• EXERCISE SET
**A)** Answer these questions from the passage about Corfu olive oil:
(i) What did Dr Kavvadia's olive oil win in 2018?
(ii) Which two local varieties is production limited to?
(iii) What notes does the thiako oil have besides being peppery?
**B)** Reproduce a section of the passage about Corfu olive oil word for word, starting with "The olive trees" and going on through "complex flavour profile.".

• GIVEN PASSAGE

━━━━━━━━━━

A luxuriant and humid island, Corfu is covered in hundreds of thousands of olive trees, but the steady rise of tourism since the 1960s led to a decline in agriculture. Abandoned stone olive mills are scattered all over the island. “Corfu had the worst reputation in Greece for olive oil,” says Porsanidis-Kavvadias with a wry grin. “The locals would just throw nets under the trees and gathered the olives from the ground. People would laugh when I told them what I wanted to do, but I’m very persistent.” At first, he took his olives to be pressed at a nearby convent, where a handful of nuns initiated him into the mysteries of extra virgin olive oil extraction. By 2018, Dr Kavvadia’s high-polyphenol olive oil had won gold at the prestigious World Olive Oil Competition in New York.
The olive trees are cultivated organically and sustainably, so yields are small. Every bottle (in Aesop-style packaging that details the health benefits) is numbered and dated. Production is limited to two rare local varieties, lianelia and thiako. As we wander through the estate, tiptoeing around a profusion of wildflowers and sunbathing cats, Porsanidis-Kavvadias explains the difference: the lofty lianelia trees, some of them 400 years old, yield fruit that makes a balanced and pungent oil, while the stumpier thiako produces a peppery oil with notes of chamomile, almond, and freshly cut grass. Until we sampled the oils in the peacock-blue outdoor kitchen, dipping in kohlrabi, spring cabbage and celery we had just picked from the kitchen gardens, I had no idea that olive oil could have such a complex flavour profile.

━━━━━━━━━━

• MATERIAL SUPPLIED
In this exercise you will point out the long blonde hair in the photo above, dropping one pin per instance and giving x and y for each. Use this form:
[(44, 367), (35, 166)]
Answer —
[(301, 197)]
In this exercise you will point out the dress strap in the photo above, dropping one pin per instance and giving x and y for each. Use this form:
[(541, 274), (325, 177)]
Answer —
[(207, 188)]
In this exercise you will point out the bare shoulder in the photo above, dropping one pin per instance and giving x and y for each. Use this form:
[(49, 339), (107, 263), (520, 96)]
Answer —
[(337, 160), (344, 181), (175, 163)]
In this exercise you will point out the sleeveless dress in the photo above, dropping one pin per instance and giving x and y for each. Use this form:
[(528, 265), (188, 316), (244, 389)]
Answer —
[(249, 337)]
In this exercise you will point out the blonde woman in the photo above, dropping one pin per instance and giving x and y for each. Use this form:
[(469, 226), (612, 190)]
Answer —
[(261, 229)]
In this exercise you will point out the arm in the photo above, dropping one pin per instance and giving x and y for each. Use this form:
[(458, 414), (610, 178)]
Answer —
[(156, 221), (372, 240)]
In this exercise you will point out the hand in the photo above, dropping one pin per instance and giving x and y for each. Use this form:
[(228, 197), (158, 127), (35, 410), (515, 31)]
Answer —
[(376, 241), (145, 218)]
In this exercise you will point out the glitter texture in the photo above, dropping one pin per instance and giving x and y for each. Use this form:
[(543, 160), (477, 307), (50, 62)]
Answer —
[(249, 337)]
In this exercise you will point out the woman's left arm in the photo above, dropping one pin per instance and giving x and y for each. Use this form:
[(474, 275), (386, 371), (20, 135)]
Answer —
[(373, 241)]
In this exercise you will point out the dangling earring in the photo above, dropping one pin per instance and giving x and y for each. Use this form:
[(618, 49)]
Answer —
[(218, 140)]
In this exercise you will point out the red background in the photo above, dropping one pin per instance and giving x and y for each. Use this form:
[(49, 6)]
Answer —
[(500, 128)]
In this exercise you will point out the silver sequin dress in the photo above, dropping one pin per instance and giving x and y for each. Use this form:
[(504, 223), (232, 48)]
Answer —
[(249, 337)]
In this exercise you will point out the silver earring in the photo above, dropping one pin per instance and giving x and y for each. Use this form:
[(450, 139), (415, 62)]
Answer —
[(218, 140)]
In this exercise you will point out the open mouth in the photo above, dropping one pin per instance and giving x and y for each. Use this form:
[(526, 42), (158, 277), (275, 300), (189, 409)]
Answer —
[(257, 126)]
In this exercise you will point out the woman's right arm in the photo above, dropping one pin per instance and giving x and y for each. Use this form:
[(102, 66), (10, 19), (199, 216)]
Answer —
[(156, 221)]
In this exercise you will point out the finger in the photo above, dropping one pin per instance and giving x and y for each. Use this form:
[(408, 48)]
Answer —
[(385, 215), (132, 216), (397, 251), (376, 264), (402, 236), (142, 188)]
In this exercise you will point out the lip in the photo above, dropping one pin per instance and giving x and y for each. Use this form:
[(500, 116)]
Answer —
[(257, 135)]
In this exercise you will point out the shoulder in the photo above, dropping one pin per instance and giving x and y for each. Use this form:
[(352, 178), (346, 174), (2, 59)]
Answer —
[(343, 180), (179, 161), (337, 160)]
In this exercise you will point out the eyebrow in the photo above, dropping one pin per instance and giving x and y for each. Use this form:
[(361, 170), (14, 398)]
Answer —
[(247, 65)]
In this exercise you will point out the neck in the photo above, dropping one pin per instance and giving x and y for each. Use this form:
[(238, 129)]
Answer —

━━━━━━━━━━

• REPLIES
**A)**
(i) Gold at the World Olive Oil Competition in New York.
(ii) Lianelia and thiako.
(iii) Notes of chamomile, almond, and freshly cut grass.

**B)**
The olive trees are cultivated organically and sustainably, so yields are small. Every bottle (in Aesop-style packaging that details the health benefits) is numbered and dated. Production is limited to two rare local varieties, lianelia and thiako. As we wander through the estate, tiptoeing around a profusion of wildflowers and sunbathing cats, Porsanidis-Kavvadias explains the difference: the lofty lianelia trees, some of them 400 years old, yield fruit that makes a balanced and pungent oil, while the stumpier thiako produces a peppery oil with notes of chamomile, almond, and freshly cut grass. Until we sampled the oils in the peacock-blue outdoor kitchen, dipping in kohlrabi, spring cabbage and celery we had just picked from the kitchen gardens, I had no idea that olive oil could have such a complex flavour profile.